### Given task
Print, please, the line that contains "the house window" and each line after it to the end of the entries, unchanged and with nothing else.

### Supplied data

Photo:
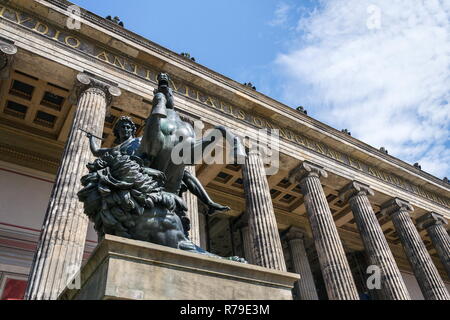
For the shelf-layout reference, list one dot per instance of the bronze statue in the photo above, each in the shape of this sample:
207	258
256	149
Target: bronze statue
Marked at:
134	189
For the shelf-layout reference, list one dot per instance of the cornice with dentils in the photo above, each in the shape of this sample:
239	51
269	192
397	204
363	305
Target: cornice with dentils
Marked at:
279	107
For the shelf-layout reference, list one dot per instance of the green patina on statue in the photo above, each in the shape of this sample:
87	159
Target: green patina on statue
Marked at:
134	189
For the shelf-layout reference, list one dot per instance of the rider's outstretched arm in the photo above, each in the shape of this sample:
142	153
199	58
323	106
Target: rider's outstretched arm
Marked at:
98	152
195	186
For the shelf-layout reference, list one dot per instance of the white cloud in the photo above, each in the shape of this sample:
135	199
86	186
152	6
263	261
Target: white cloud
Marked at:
390	86
280	15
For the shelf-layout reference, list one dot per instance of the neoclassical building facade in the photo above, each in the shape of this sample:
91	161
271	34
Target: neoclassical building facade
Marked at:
336	211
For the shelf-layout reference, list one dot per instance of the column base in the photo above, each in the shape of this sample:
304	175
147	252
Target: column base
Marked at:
121	268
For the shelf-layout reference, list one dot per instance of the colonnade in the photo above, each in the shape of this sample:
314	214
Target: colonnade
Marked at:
61	244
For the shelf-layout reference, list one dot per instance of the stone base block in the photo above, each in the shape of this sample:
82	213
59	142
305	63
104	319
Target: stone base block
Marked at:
121	268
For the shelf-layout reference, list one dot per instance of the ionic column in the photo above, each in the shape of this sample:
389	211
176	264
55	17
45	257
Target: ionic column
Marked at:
203	233
306	286
7	52
377	248
333	262
435	223
193	215
61	244
427	276
267	248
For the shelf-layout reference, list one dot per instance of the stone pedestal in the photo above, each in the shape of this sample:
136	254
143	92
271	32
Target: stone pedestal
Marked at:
333	262
121	268
430	282
193	214
377	248
61	244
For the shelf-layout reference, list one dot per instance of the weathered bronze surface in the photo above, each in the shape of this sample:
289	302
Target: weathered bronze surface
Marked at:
134	189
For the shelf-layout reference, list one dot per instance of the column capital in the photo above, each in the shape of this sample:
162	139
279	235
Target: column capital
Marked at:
7	52
294	233
429	219
86	81
354	188
306	169
395	205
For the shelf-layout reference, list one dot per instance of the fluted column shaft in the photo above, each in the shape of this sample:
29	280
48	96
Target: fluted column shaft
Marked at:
60	249
435	223
430	282
377	248
193	214
306	286
247	244
267	248
334	265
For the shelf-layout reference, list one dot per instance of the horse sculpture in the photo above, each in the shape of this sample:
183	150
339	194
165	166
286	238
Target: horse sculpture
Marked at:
134	189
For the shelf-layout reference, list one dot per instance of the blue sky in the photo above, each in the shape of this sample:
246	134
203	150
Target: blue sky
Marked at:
379	68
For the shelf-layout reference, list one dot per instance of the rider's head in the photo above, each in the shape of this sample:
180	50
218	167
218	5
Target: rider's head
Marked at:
163	79
124	129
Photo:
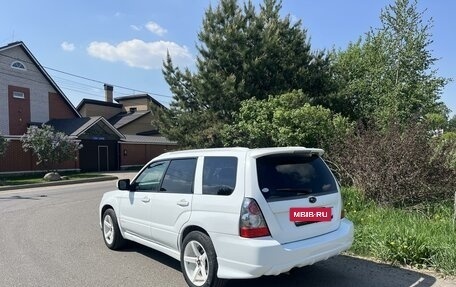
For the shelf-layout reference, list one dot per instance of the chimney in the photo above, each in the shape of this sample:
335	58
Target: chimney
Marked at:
108	93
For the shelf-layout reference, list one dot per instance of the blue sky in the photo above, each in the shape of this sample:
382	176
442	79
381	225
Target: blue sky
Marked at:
123	42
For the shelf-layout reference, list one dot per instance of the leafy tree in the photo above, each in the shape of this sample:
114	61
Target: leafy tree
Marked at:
49	146
398	166
285	120
243	54
3	145
452	124
389	75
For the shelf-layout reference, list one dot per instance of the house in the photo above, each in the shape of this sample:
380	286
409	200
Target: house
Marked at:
132	116
29	96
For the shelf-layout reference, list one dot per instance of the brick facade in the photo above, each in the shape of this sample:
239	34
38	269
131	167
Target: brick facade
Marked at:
18	109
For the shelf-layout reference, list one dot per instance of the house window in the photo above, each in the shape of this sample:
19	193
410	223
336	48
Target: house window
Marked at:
18	95
18	65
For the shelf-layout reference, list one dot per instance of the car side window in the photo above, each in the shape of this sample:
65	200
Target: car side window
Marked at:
179	176
219	175
150	177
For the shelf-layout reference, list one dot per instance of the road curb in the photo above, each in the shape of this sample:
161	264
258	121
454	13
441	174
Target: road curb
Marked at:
56	183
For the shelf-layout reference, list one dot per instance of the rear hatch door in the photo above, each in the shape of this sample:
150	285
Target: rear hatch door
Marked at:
297	183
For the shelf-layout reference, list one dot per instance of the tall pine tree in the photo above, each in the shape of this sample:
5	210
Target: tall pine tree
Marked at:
243	54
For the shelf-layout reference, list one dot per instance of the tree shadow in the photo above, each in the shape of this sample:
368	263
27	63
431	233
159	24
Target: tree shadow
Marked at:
14	197
339	271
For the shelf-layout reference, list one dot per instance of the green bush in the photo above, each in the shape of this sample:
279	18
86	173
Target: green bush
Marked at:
423	238
285	120
400	166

### Solved exercise
For the shelf-layout reference, list one dot per instance of the house window in the photo above, each in the shape of this sample:
19	193
410	223
336	48
Target: house window
Marked at:
18	95
18	65
For the shelf-layout reference, list one dot per instance of the car side window in the photo above, each in the shape of this sample:
65	200
Target: car side window
Marked at:
179	176
219	175
150	177
For the shelf-layout reference, list one dot per instance of the road curb in the photo above, each in the shape of this sample:
161	264
258	121
454	13
441	174
Target: road curb
Marked at:
56	183
For the shelf-layout reference, list one dot per instance of the rear hatch door in the photo above, each in the shape of this sample:
150	285
Target: rear hatch door
Marked at:
297	183
For the shelf-layout reference, list one dot per instance of the tall pine tree in the photo above, each in the shape of this sample:
5	210
Target: tall pine tree
Marked at:
243	54
For the shelf-layout reference, list one dot per instance of the tree shadow in the photo above, each in the shape of this sample:
368	263
27	63
431	233
159	24
Target: tree shadow
Marked at:
14	197
339	271
For the shelf-layout reference, list one dot per instance of the green bush in the photo above, each in the shape of this sample:
279	18
86	173
Target: green bush
Marked at:
423	238
285	120
400	166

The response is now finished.